BEGIN Records supplied
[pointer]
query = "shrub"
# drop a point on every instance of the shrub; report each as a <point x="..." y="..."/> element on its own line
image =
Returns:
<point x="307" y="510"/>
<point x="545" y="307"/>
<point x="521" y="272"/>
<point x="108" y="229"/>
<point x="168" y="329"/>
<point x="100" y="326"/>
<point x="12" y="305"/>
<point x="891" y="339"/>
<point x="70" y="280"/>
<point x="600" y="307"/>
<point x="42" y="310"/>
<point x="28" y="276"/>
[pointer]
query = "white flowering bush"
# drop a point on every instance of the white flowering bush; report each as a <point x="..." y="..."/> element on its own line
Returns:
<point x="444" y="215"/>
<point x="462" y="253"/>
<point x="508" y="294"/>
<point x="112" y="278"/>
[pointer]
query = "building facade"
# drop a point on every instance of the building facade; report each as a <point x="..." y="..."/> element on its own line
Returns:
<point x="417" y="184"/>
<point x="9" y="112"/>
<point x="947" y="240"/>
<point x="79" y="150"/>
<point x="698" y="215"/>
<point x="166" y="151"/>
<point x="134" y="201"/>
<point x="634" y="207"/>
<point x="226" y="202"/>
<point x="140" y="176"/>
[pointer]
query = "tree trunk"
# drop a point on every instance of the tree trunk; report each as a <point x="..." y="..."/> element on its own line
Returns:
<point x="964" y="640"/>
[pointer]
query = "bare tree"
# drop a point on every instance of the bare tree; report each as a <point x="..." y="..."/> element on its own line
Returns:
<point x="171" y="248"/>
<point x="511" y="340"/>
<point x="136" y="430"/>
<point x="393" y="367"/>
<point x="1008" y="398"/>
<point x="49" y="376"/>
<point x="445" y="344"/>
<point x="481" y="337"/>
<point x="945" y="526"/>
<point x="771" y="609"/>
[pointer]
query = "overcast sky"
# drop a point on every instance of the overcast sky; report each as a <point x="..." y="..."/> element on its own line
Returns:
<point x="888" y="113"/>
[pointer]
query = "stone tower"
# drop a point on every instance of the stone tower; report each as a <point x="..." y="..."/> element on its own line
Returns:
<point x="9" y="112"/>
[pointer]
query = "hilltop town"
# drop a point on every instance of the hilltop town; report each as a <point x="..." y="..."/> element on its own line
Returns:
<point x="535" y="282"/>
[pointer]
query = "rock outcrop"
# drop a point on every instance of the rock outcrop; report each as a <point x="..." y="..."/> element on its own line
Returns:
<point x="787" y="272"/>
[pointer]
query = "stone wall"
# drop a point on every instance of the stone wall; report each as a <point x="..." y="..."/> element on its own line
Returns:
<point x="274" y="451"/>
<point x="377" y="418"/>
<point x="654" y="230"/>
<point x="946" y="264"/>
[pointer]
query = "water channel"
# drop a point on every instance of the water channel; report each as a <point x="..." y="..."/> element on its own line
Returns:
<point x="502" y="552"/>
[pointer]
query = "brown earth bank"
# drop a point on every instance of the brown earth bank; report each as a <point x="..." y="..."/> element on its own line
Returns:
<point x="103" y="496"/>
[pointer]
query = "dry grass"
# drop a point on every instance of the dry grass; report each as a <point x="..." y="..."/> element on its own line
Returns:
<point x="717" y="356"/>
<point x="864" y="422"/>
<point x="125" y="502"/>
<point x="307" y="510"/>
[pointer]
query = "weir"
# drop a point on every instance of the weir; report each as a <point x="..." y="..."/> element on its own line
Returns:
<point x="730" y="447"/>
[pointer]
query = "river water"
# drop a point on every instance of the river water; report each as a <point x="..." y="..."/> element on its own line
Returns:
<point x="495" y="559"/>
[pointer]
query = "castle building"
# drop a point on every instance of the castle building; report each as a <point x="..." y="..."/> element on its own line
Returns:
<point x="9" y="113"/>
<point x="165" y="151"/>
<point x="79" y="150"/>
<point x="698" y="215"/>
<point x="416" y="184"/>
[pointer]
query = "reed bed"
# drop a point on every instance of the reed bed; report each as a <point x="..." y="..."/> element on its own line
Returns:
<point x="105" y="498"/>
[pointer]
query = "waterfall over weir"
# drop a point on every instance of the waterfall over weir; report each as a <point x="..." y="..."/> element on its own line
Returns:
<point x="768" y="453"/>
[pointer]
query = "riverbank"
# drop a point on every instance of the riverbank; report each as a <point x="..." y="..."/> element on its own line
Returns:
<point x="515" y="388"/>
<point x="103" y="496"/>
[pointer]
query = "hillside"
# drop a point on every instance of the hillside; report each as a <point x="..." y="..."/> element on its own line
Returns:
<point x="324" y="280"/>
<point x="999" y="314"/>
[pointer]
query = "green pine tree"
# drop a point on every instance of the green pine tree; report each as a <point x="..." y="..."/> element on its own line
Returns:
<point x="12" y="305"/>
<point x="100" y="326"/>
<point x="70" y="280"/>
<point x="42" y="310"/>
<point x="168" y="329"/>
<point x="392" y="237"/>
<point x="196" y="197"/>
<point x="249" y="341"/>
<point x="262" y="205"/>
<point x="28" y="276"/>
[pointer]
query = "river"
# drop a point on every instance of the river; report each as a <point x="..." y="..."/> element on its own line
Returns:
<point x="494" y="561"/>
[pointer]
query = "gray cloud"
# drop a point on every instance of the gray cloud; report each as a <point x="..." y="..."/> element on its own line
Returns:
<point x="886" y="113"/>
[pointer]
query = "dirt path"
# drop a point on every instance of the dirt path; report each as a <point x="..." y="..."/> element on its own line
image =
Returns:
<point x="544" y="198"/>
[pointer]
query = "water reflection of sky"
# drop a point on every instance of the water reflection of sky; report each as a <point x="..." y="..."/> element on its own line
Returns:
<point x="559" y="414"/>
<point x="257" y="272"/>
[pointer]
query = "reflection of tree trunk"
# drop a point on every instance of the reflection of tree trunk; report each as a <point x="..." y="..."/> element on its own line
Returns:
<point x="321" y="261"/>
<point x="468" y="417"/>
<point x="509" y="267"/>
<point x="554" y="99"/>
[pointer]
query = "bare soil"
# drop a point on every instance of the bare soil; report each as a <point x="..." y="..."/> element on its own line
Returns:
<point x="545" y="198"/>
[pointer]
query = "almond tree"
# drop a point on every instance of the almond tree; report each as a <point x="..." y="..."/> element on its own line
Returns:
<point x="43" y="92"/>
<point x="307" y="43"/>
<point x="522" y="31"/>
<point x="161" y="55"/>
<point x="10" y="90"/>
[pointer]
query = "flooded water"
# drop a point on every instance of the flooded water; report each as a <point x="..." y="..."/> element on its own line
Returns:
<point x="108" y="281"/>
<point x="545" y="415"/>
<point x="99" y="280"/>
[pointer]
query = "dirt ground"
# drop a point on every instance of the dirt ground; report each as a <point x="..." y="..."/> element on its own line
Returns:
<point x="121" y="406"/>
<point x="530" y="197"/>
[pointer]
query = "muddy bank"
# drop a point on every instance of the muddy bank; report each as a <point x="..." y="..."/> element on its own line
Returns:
END Records supplied
Exercise description: What you write must match the records above line for line.

Answer to the problem:
[pointer]
query = "shrub"
# drop a point on every instance of the shrub; report each as a <point x="..." y="..."/> element on its own line
image =
Returns:
<point x="307" y="510"/>
<point x="545" y="307"/>
<point x="521" y="272"/>
<point x="108" y="229"/>
<point x="168" y="329"/>
<point x="100" y="326"/>
<point x="12" y="305"/>
<point x="891" y="339"/>
<point x="70" y="280"/>
<point x="600" y="307"/>
<point x="42" y="310"/>
<point x="28" y="276"/>
[pointer]
query = "white flowering bush"
# drop a point on every instance of the white flowering bush; report each as a <point x="..." y="..."/> element on its own line
Returns:
<point x="444" y="215"/>
<point x="462" y="253"/>
<point x="508" y="294"/>
<point x="112" y="278"/>
[pointer]
query = "building facade"
# drop a point on every instance of the building facade; report each as a <point x="..." y="..."/> element on its own line
Returns:
<point x="417" y="184"/>
<point x="9" y="112"/>
<point x="947" y="240"/>
<point x="79" y="150"/>
<point x="698" y="215"/>
<point x="166" y="151"/>
<point x="134" y="201"/>
<point x="634" y="207"/>
<point x="226" y="202"/>
<point x="140" y="176"/>
[pointer]
query = "tree trunk"
# drop a point on every instance of the tree trunk; report each as a <point x="..." y="..."/> element on its own line
Returns:
<point x="964" y="640"/>
[pointer]
query = "bare tree"
# drop a point on every instance of the bare tree; report each as a <point x="..." y="..."/> element on its own line
Returns:
<point x="171" y="248"/>
<point x="511" y="340"/>
<point x="136" y="430"/>
<point x="393" y="367"/>
<point x="1008" y="398"/>
<point x="49" y="376"/>
<point x="445" y="344"/>
<point x="481" y="337"/>
<point x="945" y="526"/>
<point x="771" y="609"/>
[pointer]
query = "overcast sky"
# drop a point on every instance of the overcast sky; report each as a <point x="..." y="..."/> element on its own line
Returns:
<point x="888" y="113"/>
[pointer]
query = "stone tower"
# drop a point on every instance of the stone tower; report each as a <point x="..." y="..."/> element on its own line
Returns:
<point x="9" y="112"/>
[pointer]
query = "hilltop town"
# drop a point on every instance of the hilltop town; report each as a <point x="..." y="..."/> element on its own line
Returns:
<point x="535" y="282"/>
[pointer]
query = "rock outcrop"
# drop a point on every instance of the rock outcrop; report each as a <point x="..." y="..."/> element on its own line
Returns:
<point x="787" y="272"/>
[pointer]
query = "stone wall"
# drop a point on every instance of the stone wall; report each as a <point x="..." y="..."/> element on its own line
Returns:
<point x="274" y="451"/>
<point x="377" y="418"/>
<point x="654" y="230"/>
<point x="946" y="264"/>
[pointer]
query = "water channel"
# drop a point on every instance of the water channel; report each as a <point x="..." y="..."/> element on its own line
Returns:
<point x="502" y="552"/>
[pointer]
query = "brown earth bank"
# drop a point on every instance of the brown earth bank; report each as a <point x="..." y="..."/> element on its own line
Returns:
<point x="103" y="496"/>
[pointer]
query = "dry grass"
# drop a point on every instance of the dry grass; report each as a <point x="..." y="..."/> element on its own line
Returns:
<point x="717" y="356"/>
<point x="864" y="422"/>
<point x="125" y="502"/>
<point x="307" y="510"/>
[pointer]
query = "weir"
# drop a point on every instance of the weir; report each as a <point x="..." y="..."/> element on its own line
Returns:
<point x="730" y="447"/>
[pointer]
query = "river water"
# drop a point on every instance of the river water; report each as a <point x="..." y="..."/> element on its own line
Returns:
<point x="495" y="559"/>
[pointer]
query = "castle building"
# drop a point on every instance of the castle building; report each as a <point x="..." y="..."/> element on its own line
Returns:
<point x="9" y="113"/>
<point x="165" y="151"/>
<point x="79" y="150"/>
<point x="698" y="215"/>
<point x="416" y="184"/>
[pointer]
query = "reed bed"
# drop a point on every instance of the reed bed; report each as a <point x="..." y="..."/> element on its own line
Returns:
<point x="105" y="498"/>
[pointer]
query = "waterfall over weir"
# drop a point on every instance of the waterfall over weir; report each as a <point x="..." y="..."/> element on its own line
Returns:
<point x="768" y="453"/>
[pointer]
query = "riverbank"
# drop a point on every instance of the riverbank; report each as a <point x="..." y="..."/> element on its own line
Returns:
<point x="515" y="388"/>
<point x="103" y="496"/>
[pointer]
query = "hillside"
# drop a point on every instance of the hillside; report each as a <point x="..." y="..."/> element on its own line
Returns:
<point x="324" y="280"/>
<point x="999" y="314"/>
[pointer]
query = "green pine tree"
# drop a point on every instance of the green pine tree; report each as a <point x="..." y="..."/> element on its own line
Returns:
<point x="12" y="305"/>
<point x="100" y="326"/>
<point x="70" y="280"/>
<point x="42" y="310"/>
<point x="168" y="329"/>
<point x="392" y="237"/>
<point x="196" y="197"/>
<point x="249" y="341"/>
<point x="262" y="205"/>
<point x="28" y="276"/>
[pointer]
query = "river"
# drop a point on every instance of the river; report each as a <point x="..." y="..."/> element on its own line
Returns:
<point x="494" y="561"/>
[pointer]
query = "gray cloud"
# drop a point on every instance of the gray cloud; report each as a <point x="..." y="..."/> element on its own line
Returns:
<point x="886" y="113"/>
[pointer]
query = "dirt path"
# drop a point on every instance of the dirt path; report each as a <point x="..." y="..."/> element on its own line
image =
Returns:
<point x="544" y="198"/>
[pointer]
query = "water reflection of sky"
# drop a point on every instance of the water reflection of sky; report each as a <point x="..." y="..."/> element on its own line
Returns:
<point x="559" y="414"/>
<point x="257" y="272"/>
[pointer]
query = "reflection of tree trunk"
# drop a point on every instance of the reflection of tree trunk; report each as a <point x="..." y="..."/> element on its own line
Returns:
<point x="321" y="261"/>
<point x="468" y="417"/>
<point x="509" y="267"/>
<point x="554" y="99"/>
[pointer]
query = "bare soil"
# drop a point on every instance of the bare soil; report each as a <point x="..." y="..."/> element on its own line
Returns:
<point x="545" y="198"/>
[pointer]
query = "almond tree"
# drop a point on every instance of the almond tree; report each as a <point x="..." y="..."/> element on its own line
Returns:
<point x="43" y="92"/>
<point x="307" y="43"/>
<point x="522" y="31"/>
<point x="161" y="55"/>
<point x="10" y="90"/>
[pointer]
query = "flooded water"
# drop a point on every instance of the flooded water; report each as a <point x="..." y="..."/> element on its own line
Returns:
<point x="108" y="281"/>
<point x="545" y="415"/>
<point x="99" y="280"/>
[pointer]
query = "dirt ground"
# drop a point on every instance of the dirt ground; report each as a <point x="..." y="..."/> element on its own line
Returns:
<point x="121" y="406"/>
<point x="530" y="197"/>
[pointer]
query = "muddy bank"
# drop a point on every instance of the muddy bank; report each as a <point x="..." y="..."/> element on its own line
Returns:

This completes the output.